### DATA TO EXAMINE
——
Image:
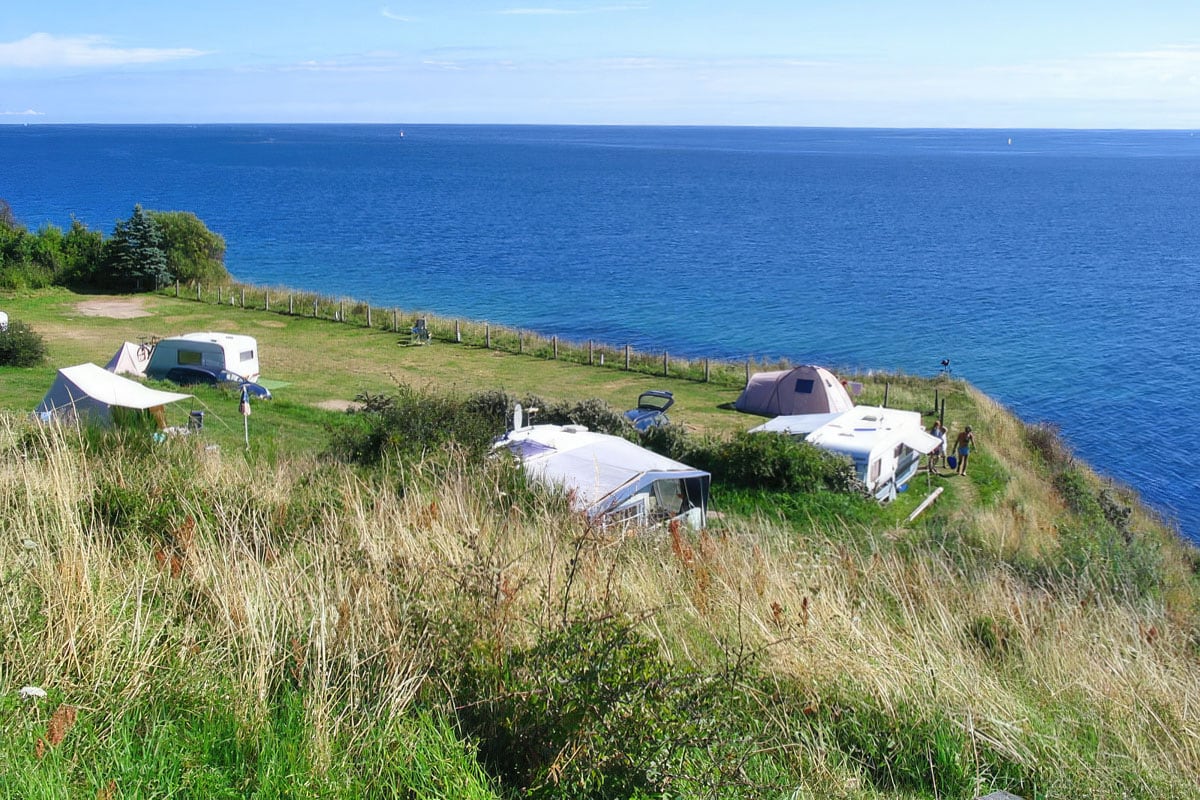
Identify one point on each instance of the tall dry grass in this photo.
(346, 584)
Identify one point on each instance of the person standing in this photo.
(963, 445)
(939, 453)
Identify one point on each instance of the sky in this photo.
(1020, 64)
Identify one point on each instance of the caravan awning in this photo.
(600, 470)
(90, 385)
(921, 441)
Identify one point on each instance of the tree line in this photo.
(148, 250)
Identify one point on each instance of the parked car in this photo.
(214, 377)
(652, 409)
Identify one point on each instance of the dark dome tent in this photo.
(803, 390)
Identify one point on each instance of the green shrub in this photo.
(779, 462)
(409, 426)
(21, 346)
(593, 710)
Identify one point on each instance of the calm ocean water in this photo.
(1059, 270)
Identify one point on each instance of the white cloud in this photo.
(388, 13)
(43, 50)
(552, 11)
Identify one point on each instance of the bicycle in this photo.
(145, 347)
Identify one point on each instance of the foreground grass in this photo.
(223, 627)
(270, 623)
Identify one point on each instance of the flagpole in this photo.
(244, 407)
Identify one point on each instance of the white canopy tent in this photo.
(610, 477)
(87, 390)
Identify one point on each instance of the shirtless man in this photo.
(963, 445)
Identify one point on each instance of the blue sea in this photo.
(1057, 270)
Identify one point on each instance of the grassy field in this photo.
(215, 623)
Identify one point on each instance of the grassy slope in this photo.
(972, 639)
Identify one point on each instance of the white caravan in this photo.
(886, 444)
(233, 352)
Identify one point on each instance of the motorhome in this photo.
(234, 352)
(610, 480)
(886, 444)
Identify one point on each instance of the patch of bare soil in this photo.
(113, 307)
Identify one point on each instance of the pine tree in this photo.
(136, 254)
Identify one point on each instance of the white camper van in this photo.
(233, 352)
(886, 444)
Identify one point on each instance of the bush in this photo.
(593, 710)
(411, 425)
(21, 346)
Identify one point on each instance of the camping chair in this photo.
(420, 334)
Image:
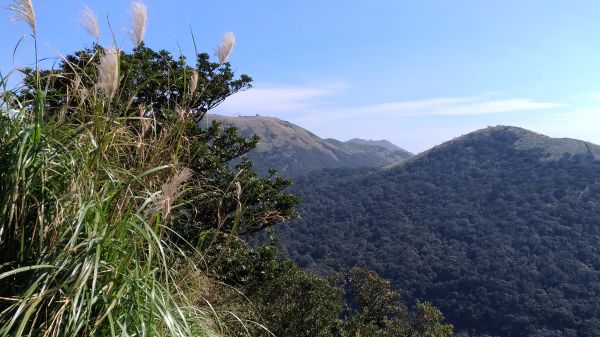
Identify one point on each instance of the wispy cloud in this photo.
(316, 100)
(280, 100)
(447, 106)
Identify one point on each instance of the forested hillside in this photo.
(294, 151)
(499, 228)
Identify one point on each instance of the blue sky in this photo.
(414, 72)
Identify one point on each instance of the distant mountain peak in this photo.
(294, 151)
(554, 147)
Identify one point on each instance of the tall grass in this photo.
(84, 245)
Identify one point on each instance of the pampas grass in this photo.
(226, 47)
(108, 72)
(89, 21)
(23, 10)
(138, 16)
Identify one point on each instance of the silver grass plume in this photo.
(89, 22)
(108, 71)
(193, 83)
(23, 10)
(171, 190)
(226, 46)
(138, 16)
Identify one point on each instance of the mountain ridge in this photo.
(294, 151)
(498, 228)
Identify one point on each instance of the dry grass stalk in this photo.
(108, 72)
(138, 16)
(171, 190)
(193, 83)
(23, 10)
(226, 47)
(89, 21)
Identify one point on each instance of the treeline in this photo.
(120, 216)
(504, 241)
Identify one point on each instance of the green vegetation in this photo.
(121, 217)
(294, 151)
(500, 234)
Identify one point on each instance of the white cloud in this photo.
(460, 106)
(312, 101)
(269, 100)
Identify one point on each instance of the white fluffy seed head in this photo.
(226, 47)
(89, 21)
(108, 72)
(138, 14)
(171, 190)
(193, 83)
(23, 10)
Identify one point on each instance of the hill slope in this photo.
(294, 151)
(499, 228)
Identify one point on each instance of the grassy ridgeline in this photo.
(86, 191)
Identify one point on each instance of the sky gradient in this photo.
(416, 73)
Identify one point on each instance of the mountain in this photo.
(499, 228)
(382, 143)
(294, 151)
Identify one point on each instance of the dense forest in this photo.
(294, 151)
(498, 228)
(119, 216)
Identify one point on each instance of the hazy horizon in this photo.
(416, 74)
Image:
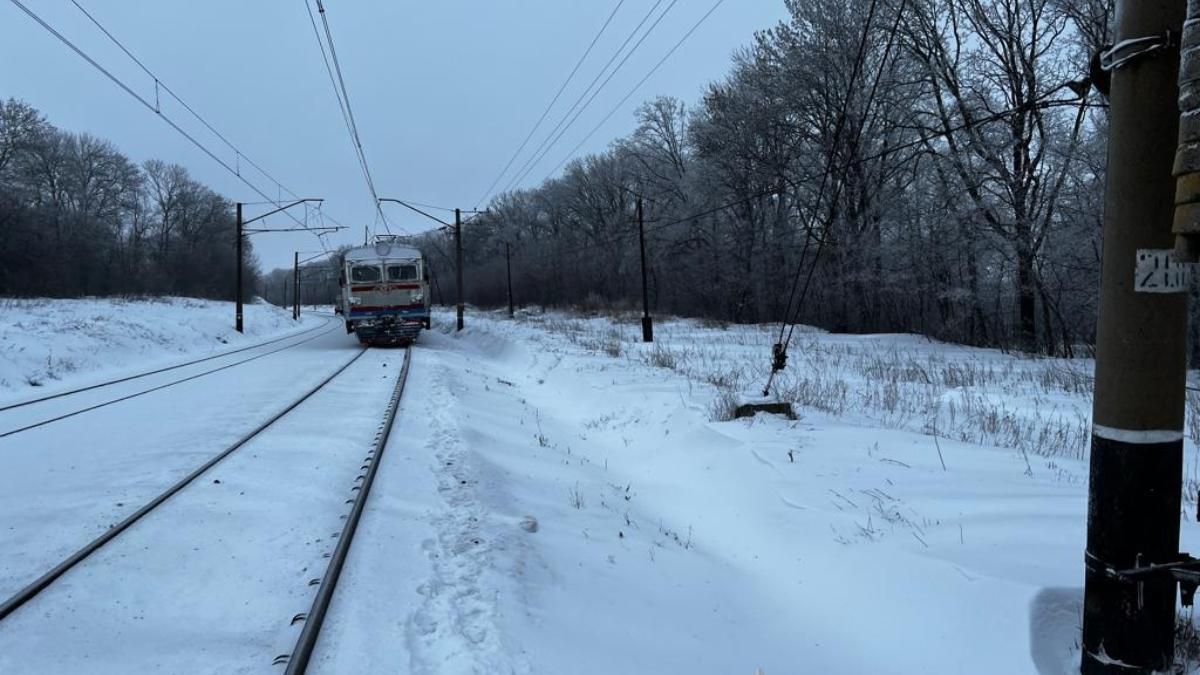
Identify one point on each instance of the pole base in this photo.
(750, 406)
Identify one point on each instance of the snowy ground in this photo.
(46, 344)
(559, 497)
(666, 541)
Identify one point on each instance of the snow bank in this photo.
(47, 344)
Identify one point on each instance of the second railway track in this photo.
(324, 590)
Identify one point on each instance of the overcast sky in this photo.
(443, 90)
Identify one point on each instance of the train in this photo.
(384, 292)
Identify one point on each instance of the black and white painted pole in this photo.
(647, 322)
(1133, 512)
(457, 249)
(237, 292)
——
### WORK TO COMPLETE
Copy all the material exactly; omit images.

### EXERCISE SOLUTION
Image:
Identify one point on each instance of the tall dry grass in this photo.
(346, 584)
Identify one point on each instance of the person standing in this photo.
(963, 445)
(939, 453)
Identify one point on each instance of the sky in this photo.
(1020, 64)
Identify one point on each instance of the caravan awning in this photo.
(600, 470)
(90, 385)
(921, 441)
Identify one point on each instance of the tree line in this photo.
(148, 250)
Identify one point on each instance of the parked car in this photo.
(214, 377)
(652, 409)
Identify one point on each instance of the dark dome tent in this photo.
(803, 390)
Identify one point on each instance of the green shrub in this photo.
(779, 462)
(409, 426)
(21, 346)
(593, 710)
Identify one point on each instance of the calm ocean water in this photo.
(1059, 270)
Identify one point on each instance of the white cloud in this photo.
(388, 13)
(43, 50)
(552, 11)
Identify one point on each instance of the bicycle in this photo.
(145, 347)
Identify one point on each instance of the foreground grass in this photo.
(223, 627)
(270, 623)
Identify one point on each instance of the flagpole in this photo.
(244, 407)
Identify one point on each instance of the white canopy tent in this photo.
(610, 477)
(87, 390)
Identify one point on each instance of the shirtless man in this photo.
(963, 445)
Identify one point on each instance of the blue sea in this photo.
(1057, 270)
Identify one point on each instance of the grassy field in this photo.
(215, 623)
Identify one point on each instance of the grassy slope in this photo.
(972, 639)
Identify one point on each instance of the white caravan in this photo.
(886, 444)
(233, 352)
Identify one point on each instance of the motorhome in this photo.
(234, 352)
(610, 480)
(886, 444)
Identify one point on each instance of the patch of bare soil in this photo.
(113, 307)
Identify one point on each instance of the pine tree in this photo.
(136, 254)
Identify one point on each instance of the white camper van in this photo.
(233, 352)
(886, 444)
Identify one point on each instance of the bush in this photo.
(593, 710)
(411, 425)
(21, 346)
Identify one point on each instance of the camping chair in this photo.
(420, 334)
Image:
Identify one point on each instance of the wispy cloud in this photo.
(316, 100)
(280, 100)
(447, 106)
Identify one point on each instance of the forested hillside in this photo.
(294, 151)
(499, 228)
Identify one point on each instance of the blue sky in this photo.
(414, 72)
Identify one point on each instance of the distant mountain peak in this photo.
(294, 151)
(554, 147)
Identify one point on each instance of the tall grass in this photo.
(84, 245)
Identify one point on each instance of the pampas grass in this photo.
(226, 47)
(108, 72)
(89, 21)
(23, 10)
(138, 16)
Identify one point on each instance of the silver grass plume in this photo.
(89, 22)
(108, 71)
(193, 83)
(23, 10)
(171, 190)
(226, 46)
(138, 16)
Identify one point on each instance of the mountain ridge in this photo.
(294, 151)
(498, 228)
Identify one point on each instance of the dry grass stalk in this photo.
(108, 72)
(138, 16)
(171, 190)
(193, 83)
(23, 10)
(226, 47)
(89, 21)
Identify one point on each instance of the treeline in this photo.
(120, 216)
(504, 241)
Identify one point on each instance of the green vegetation in this photo.
(121, 217)
(294, 151)
(500, 234)
Identify one point on each instance of the white cloud in this photo.
(460, 106)
(312, 101)
(269, 100)
Identify one point on each instance of the white fluffy seed head in this photo.
(226, 47)
(89, 21)
(108, 72)
(138, 14)
(171, 190)
(193, 83)
(23, 10)
Identify one point on each instance of the hill slope in this photo.
(294, 151)
(499, 228)
Identify one point on each instance of the grassy ridgeline in this photo.
(86, 191)
Identify one point on each instance of the sky gradient in this photo.
(416, 73)
Identify one point on each instance of the mountain in this photo.
(499, 228)
(382, 143)
(294, 151)
Identify one point on each instance of the dense forest in this photo.
(294, 151)
(498, 228)
(119, 216)
Identify one point on each instance of the hazy horizon in this photo.
(416, 74)
Image:
Identify one point on each instance of the pole base in this photo.
(750, 406)
Identify one point on each instance of the snowy ground in this photo.
(46, 344)
(559, 497)
(666, 541)
Identify one point on each instance of the snow bank in this photo.
(47, 344)
Identify one point on each instance of the second railway track in this photo.
(324, 590)
Identify one point on each instance of the overcast sky in this photo.
(443, 90)
Identify one point on each instance of the train in this photo.
(384, 292)
Identify one point on each instance of the black and white painted pole in this photo.
(647, 322)
(1133, 512)
(457, 249)
(237, 292)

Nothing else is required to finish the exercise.